### Direction
Rewrite everything from the item containing "Please point out the white pickup" down to the end of the items, substituting "central point" for "innermost point" and leaving everything else unchanged.

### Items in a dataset
****************************************

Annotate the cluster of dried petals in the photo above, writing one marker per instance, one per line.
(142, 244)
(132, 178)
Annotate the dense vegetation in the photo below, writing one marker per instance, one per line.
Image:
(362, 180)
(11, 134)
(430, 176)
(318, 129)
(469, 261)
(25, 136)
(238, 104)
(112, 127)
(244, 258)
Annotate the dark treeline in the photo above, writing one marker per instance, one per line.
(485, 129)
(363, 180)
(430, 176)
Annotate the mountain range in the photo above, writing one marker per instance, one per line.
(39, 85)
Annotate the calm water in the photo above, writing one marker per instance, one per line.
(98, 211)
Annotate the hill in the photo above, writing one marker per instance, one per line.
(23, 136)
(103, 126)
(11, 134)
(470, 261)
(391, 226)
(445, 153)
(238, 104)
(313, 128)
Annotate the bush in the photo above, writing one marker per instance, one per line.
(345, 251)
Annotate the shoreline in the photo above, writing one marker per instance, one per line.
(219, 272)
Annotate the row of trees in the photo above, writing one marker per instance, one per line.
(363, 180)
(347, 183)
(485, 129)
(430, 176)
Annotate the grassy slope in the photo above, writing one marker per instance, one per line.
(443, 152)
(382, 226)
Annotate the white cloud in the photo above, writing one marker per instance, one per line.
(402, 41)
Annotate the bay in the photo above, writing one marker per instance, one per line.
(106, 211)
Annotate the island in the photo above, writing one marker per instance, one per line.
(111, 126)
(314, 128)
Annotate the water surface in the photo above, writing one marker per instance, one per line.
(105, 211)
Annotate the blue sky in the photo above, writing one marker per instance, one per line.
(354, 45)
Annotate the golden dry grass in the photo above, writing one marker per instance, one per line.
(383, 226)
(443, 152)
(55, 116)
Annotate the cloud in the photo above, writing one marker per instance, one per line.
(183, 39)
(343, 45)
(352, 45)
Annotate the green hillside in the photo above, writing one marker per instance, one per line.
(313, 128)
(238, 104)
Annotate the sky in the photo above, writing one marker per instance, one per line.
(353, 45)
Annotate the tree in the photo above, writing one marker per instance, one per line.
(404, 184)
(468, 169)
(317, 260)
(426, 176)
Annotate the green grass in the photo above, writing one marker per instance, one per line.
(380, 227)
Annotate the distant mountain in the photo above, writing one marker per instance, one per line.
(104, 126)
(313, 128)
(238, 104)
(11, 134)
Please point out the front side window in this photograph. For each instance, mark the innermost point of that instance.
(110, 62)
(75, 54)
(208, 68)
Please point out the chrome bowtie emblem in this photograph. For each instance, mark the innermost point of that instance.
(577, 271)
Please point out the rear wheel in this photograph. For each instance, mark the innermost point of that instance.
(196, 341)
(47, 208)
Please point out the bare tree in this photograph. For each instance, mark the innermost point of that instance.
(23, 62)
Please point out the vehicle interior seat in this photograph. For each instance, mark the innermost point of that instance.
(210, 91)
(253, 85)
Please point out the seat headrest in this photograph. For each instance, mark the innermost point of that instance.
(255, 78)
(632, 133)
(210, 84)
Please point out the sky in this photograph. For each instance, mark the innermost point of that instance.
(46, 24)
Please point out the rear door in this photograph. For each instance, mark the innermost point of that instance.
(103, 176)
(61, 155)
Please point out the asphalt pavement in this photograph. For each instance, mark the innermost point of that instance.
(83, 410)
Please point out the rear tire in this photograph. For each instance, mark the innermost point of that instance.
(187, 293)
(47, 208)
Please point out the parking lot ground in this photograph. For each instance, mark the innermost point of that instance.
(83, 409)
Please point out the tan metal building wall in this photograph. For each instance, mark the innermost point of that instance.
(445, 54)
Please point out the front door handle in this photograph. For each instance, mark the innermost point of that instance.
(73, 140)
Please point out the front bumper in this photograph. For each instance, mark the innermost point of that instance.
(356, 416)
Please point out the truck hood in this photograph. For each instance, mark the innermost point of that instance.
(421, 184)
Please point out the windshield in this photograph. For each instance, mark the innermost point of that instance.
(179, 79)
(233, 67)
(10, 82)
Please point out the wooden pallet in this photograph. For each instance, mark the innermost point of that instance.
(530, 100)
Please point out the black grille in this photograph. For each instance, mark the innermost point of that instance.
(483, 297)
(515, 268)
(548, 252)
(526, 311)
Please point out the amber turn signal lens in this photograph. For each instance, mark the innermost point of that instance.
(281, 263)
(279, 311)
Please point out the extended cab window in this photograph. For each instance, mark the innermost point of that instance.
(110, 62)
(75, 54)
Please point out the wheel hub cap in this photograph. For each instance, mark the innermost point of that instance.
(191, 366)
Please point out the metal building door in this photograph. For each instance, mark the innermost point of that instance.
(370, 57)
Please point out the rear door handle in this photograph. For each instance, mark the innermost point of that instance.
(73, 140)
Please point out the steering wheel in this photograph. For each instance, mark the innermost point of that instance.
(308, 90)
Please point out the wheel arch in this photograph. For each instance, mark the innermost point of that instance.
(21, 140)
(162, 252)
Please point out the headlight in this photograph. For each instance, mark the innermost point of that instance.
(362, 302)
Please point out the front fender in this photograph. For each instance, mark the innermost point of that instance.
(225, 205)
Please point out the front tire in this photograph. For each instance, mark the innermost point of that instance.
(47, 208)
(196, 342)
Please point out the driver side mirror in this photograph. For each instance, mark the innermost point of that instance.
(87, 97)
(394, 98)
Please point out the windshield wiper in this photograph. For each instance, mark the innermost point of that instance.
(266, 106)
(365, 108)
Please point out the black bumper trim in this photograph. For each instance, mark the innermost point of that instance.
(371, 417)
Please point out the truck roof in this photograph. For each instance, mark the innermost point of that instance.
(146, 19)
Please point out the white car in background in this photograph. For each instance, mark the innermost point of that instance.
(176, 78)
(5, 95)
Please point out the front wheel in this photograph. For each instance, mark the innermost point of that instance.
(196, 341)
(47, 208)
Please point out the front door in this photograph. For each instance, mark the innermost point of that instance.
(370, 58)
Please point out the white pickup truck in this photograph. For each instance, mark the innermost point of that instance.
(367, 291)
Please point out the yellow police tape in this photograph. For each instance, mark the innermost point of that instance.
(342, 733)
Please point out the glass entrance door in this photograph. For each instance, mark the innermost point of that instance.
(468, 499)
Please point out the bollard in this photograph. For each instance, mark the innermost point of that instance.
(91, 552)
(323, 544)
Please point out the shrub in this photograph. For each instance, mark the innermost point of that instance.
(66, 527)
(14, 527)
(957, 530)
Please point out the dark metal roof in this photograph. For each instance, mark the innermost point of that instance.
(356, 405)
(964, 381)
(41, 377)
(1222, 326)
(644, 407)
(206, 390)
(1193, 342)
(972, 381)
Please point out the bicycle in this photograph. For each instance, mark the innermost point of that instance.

****************************************

### Response
Please point out the white pickup truck in this photograph. For each instance, mark the central point of that instance.
(367, 291)
Please point out the yellow police tape in this photograph. For each instance, mark the central point of that instance.
(342, 733)
Please point out the glass entrance door in this photograph. For each instance, mark the central point of that instance.
(468, 499)
Please point out the bollard in this photograph. For each instance, mark the central point of that instance.
(91, 552)
(323, 544)
Please point out the shrub in this photograph. For each instance, mark the central point of that instance.
(66, 527)
(14, 527)
(957, 530)
Please point out the dark metal roof in this photograph. For each instance, mark the central point of that instance.
(356, 405)
(964, 381)
(41, 377)
(1222, 326)
(644, 407)
(206, 390)
(1193, 342)
(972, 381)
Please point out the bicycle in this photograph. For each instance, mark the central point of that instance.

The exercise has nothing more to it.